BEGIN Data for this exercise
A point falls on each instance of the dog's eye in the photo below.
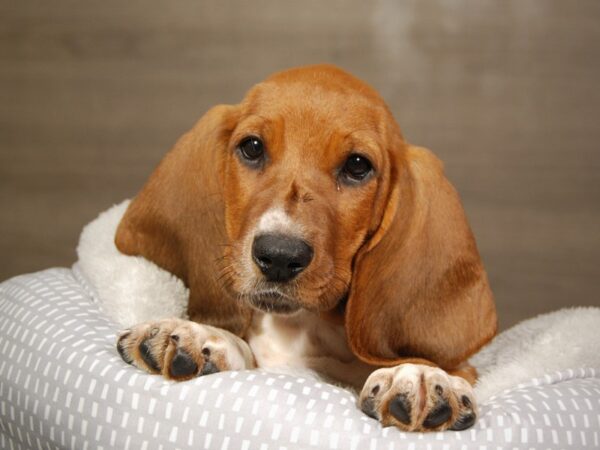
(252, 149)
(356, 168)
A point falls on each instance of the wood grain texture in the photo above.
(92, 94)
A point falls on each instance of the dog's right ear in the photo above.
(177, 220)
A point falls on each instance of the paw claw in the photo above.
(182, 365)
(145, 349)
(400, 408)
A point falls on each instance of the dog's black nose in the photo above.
(280, 257)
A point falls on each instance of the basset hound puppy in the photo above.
(312, 235)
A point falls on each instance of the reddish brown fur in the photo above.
(399, 245)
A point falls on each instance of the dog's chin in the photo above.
(273, 303)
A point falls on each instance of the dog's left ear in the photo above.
(177, 220)
(419, 288)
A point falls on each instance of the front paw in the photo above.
(415, 397)
(181, 350)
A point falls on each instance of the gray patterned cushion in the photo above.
(63, 385)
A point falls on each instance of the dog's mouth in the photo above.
(274, 302)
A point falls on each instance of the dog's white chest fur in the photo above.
(304, 340)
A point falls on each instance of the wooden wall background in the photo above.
(93, 93)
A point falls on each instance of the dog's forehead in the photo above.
(319, 93)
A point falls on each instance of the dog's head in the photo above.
(305, 195)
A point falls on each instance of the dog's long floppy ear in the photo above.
(177, 220)
(419, 288)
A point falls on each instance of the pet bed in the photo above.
(63, 385)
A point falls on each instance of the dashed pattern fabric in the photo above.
(63, 385)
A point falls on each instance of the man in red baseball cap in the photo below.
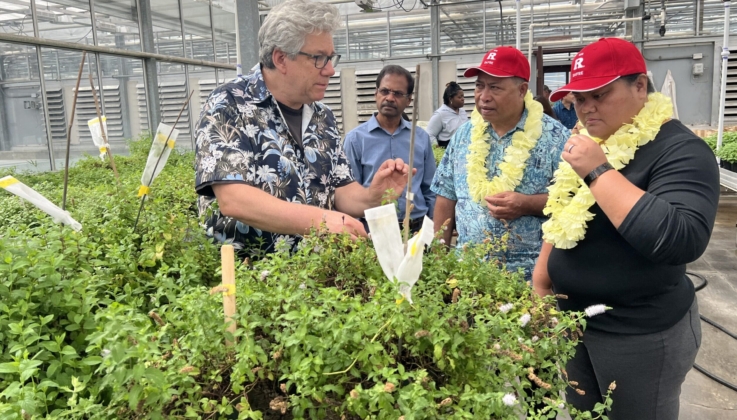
(493, 178)
(646, 196)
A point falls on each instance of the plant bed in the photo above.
(110, 323)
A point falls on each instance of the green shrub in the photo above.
(109, 323)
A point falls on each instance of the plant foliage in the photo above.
(110, 323)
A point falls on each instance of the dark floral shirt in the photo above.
(242, 137)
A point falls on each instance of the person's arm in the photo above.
(445, 209)
(510, 205)
(427, 176)
(434, 127)
(669, 223)
(354, 199)
(263, 211)
(541, 283)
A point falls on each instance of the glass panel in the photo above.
(223, 20)
(167, 25)
(15, 17)
(197, 31)
(117, 24)
(22, 128)
(65, 20)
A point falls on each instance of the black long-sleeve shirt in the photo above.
(639, 269)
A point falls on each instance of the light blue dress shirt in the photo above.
(368, 146)
(473, 220)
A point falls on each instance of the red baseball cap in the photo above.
(601, 63)
(502, 62)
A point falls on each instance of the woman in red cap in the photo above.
(633, 201)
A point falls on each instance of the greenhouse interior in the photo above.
(111, 302)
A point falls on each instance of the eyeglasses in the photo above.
(396, 93)
(321, 60)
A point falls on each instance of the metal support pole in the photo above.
(484, 21)
(388, 36)
(98, 63)
(44, 98)
(186, 76)
(518, 31)
(150, 76)
(725, 65)
(247, 24)
(347, 43)
(537, 25)
(435, 53)
(580, 12)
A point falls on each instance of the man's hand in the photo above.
(392, 174)
(337, 222)
(507, 205)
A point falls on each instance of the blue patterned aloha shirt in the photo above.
(473, 221)
(242, 137)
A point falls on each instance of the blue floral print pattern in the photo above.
(242, 137)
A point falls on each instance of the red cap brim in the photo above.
(474, 71)
(585, 85)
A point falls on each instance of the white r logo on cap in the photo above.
(578, 64)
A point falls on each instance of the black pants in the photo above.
(649, 369)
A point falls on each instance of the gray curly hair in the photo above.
(287, 25)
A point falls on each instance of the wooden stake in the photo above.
(102, 129)
(69, 133)
(408, 202)
(228, 266)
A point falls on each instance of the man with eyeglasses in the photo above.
(387, 136)
(269, 162)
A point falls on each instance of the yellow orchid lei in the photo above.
(515, 155)
(569, 199)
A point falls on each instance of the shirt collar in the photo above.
(373, 124)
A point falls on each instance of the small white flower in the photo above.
(594, 310)
(506, 308)
(509, 399)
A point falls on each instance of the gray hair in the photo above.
(287, 25)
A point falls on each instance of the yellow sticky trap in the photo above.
(8, 181)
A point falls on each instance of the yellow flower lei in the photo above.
(515, 155)
(569, 199)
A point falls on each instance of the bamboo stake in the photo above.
(228, 266)
(143, 198)
(69, 133)
(410, 197)
(102, 129)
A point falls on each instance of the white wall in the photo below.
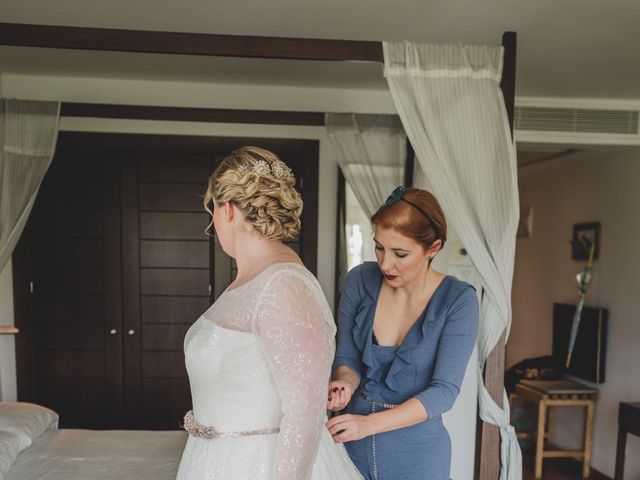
(586, 187)
(137, 92)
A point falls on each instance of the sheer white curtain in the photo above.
(449, 100)
(29, 132)
(371, 151)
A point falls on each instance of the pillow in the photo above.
(9, 449)
(26, 420)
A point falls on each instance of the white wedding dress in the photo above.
(259, 360)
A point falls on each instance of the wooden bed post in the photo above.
(489, 468)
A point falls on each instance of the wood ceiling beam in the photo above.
(190, 114)
(140, 41)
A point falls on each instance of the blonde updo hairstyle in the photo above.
(262, 187)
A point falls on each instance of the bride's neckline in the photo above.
(261, 272)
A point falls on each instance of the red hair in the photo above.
(415, 214)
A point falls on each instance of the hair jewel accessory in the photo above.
(395, 196)
(278, 169)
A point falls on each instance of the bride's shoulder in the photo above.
(288, 273)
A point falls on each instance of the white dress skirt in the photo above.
(259, 361)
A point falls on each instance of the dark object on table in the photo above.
(590, 349)
(537, 368)
(628, 422)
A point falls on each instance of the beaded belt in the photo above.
(378, 404)
(198, 430)
(375, 404)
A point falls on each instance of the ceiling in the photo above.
(586, 49)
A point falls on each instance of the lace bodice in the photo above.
(260, 357)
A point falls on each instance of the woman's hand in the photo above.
(340, 393)
(346, 428)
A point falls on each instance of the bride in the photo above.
(259, 358)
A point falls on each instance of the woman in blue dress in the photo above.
(405, 335)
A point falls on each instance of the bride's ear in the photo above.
(229, 211)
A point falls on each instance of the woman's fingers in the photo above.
(340, 428)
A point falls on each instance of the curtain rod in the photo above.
(180, 43)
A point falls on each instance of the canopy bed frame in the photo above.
(44, 36)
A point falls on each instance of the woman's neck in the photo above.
(253, 253)
(423, 285)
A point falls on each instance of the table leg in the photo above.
(620, 451)
(588, 436)
(542, 413)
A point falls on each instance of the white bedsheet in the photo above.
(69, 454)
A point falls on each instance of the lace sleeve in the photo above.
(291, 322)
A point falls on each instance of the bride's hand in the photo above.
(339, 395)
(346, 428)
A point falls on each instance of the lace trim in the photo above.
(198, 430)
END Data for this exercise
Problem details: Repeat the listing word for word, and skip every picture it contains.

Answer to this problem:
A point falls on each instance of the dog's eye in the photo below.
(252, 149)
(356, 168)
A point falls on each instance of the wood grain texture in the photo above.
(92, 94)
A point falls on each instance of the dog's right ear in the photo above.
(177, 220)
A point falls on each instance of the paw claw in the photo above.
(182, 365)
(145, 349)
(400, 408)
A point falls on each instance of the dog's black nose in the photo above.
(280, 257)
A point falls on each instance of the basset hound puppy in the photo above.
(312, 235)
A point falls on each instance of the reddish brown fur in the photo above.
(399, 245)
A point falls on each instance of the dog's chin in the photo above.
(273, 303)
A point falls on each instance of the dog's left ear in the photo above.
(177, 220)
(419, 288)
A point falls on each instance of the front paw in the photo above.
(415, 397)
(181, 350)
A point falls on each instance of the gray patterned cushion in the photo above.
(63, 385)
A point falls on each instance of the dog's mouth in the photo above.
(274, 302)
A point falls on each instance of the dog's white chest fur in the photo above.
(304, 340)
A point falls on each instance of the wooden wall background in the photo above.
(93, 93)
A point falls on each instance of the dog's forehead in the photo above.
(319, 93)
A point falls on each instance of the dog's head in the photo above.
(305, 195)
A point falls on each instance of the dog's long floppy ear in the photo above.
(177, 220)
(419, 288)
A point falls on each instance of the pet bed in the photo above.
(63, 385)
A point falls on each instance of the dashed pattern fabric in the photo above.
(63, 385)
A point falls on each instance of the man in red baseball cap in the photo below.
(493, 178)
(646, 196)
A point falls on each instance of the plant bed in the photo above.
(110, 323)
A point falls on each instance of the green shrub in the photo above.
(109, 323)
A point falls on each instance of the plant foliage in the photo above.
(110, 323)
A point falls on each instance of the dark floral shirt in the photo above.
(242, 137)
A point falls on each instance of the person's arm in the photo above.
(445, 209)
(510, 205)
(427, 176)
(434, 127)
(669, 223)
(354, 199)
(263, 211)
(541, 283)
A point falls on each instance of the glass panel in the photo above.
(223, 20)
(167, 25)
(15, 17)
(197, 31)
(117, 24)
(22, 128)
(65, 20)
A point falls on each instance of the black long-sleeve shirt in the photo above.
(639, 269)
A point falls on each instance of the light blue dress shirt in the photo above.
(368, 146)
(473, 220)
A point falls on each instance of the red baseball cap in the photo above.
(601, 63)
(502, 62)
A point falls on each instance of the woman in red cap in the photo above.
(633, 201)
A point falls on each instance of the greenhouse interior in the photo above.
(111, 302)
A point falls on each instance of the eyeglasses in the photo above.
(396, 93)
(321, 60)
A point falls on each instance of the metal support pole in the photo above.
(484, 21)
(388, 36)
(98, 63)
(44, 98)
(186, 76)
(518, 31)
(150, 76)
(725, 65)
(247, 24)
(347, 43)
(537, 25)
(435, 53)
(580, 12)
A point falls on each instance of the man's hand in the photo above.
(392, 174)
(337, 222)
(507, 205)
A point falls on each instance of the blue patterned aloha shirt in the photo above.
(473, 221)
(242, 137)
A point falls on each instance of the blue floral print pattern in the photo above.
(242, 137)
A point falls on each instance of the red cap brim in the photo above.
(474, 71)
(585, 85)
A point falls on each instance of the white r logo on cap in the photo above.
(578, 64)
A point falls on each instance of the black pants in the photo above.
(649, 369)
A point falls on each instance of the gray curly hair in the photo above.
(287, 25)
A point falls on each instance of the wooden stake in the photo above.
(102, 129)
(69, 133)
(408, 202)
(228, 266)
A point falls on each instance of the man with eyeglasses in the photo above.
(387, 136)
(269, 162)
A point falls on each instance of the yellow orchid lei in the photo above.
(515, 155)
(569, 199)
A point falls on each instance of the shirt collar in the photo above.
(373, 124)
A point falls on each instance of the small white flower in the photo above.
(594, 310)
(506, 308)
(509, 399)
A point falls on each instance of the gray hair in the photo above.
(287, 25)
A point falls on each instance of the yellow sticky trap in the photo above.
(8, 181)
A point falls on each instance of the yellow flower lei in the photo above.
(515, 155)
(569, 199)
A point falls on each instance of the bamboo stake in the photo above.
(228, 266)
(143, 198)
(69, 133)
(410, 197)
(102, 129)
A point falls on each instance of the white wall in the photo below.
(586, 187)
(137, 92)
A point falls on each instance of the sheer white curtain in the photo above.
(449, 100)
(29, 132)
(371, 151)
A point falls on each instance of the pillow in the photo above.
(9, 449)
(26, 420)
A point falls on each instance of the white wedding dress in the photo above.
(259, 360)
A point falls on each instance of the wooden bed post in the photo above.
(489, 468)
A point falls on each instance of the wood ceiling beam in the photo above.
(190, 114)
(140, 41)
A point falls on each instance of the blonde updo hairstyle in the photo above.
(262, 187)
A point falls on each instance of the bride's neckline in the photo above.
(261, 272)
A point falls on each instance of the red hair in the photo above.
(415, 214)
A point falls on each instance of the hair jewel accessory in the photo above.
(395, 196)
(278, 169)
A point falls on each instance of the bride's shoulder in the photo above.
(288, 273)
A point falls on each instance of the white dress skirt in the photo above.
(259, 361)
A point falls on each instance of the dark object on table in the photo above.
(590, 349)
(537, 368)
(628, 422)
A point falls on each instance of the beaded belt in the photo above.
(378, 404)
(198, 430)
(375, 404)
A point falls on each instance of the ceiling in the photo above.
(586, 49)
A point falls on each instance of the lace bodice in the photo above.
(260, 357)
A point falls on each instance of the woman's hand in the photo above.
(340, 393)
(346, 428)
A point falls on each instance of the bride in the photo above.
(259, 358)
A point falls on each instance of the woman in blue dress in the photo above.
(405, 335)
A point falls on each instance of the bride's ear in the photo above.
(229, 211)
A point falls on each instance of the woman's fingers in the photo above.
(340, 428)
A point falls on each instance of the curtain rod in the photo above.
(180, 43)
A point falls on each instance of the canopy bed frame in the photo above.
(44, 36)
A point falls on each instance of the woman's neck in the photo above.
(253, 253)
(423, 285)
A point falls on each instance of the table leg in the photo above.
(620, 451)
(588, 436)
(542, 413)
A point falls on each instance of the white bedsheet in the photo above.
(69, 454)
A point falls on each instance of the lace sleeve in the photo above.
(291, 322)
A point falls on each instance of the bride's hand in the photo above.
(339, 395)
(346, 428)
A point falls on each instance of the lace trim in the photo above.
(198, 430)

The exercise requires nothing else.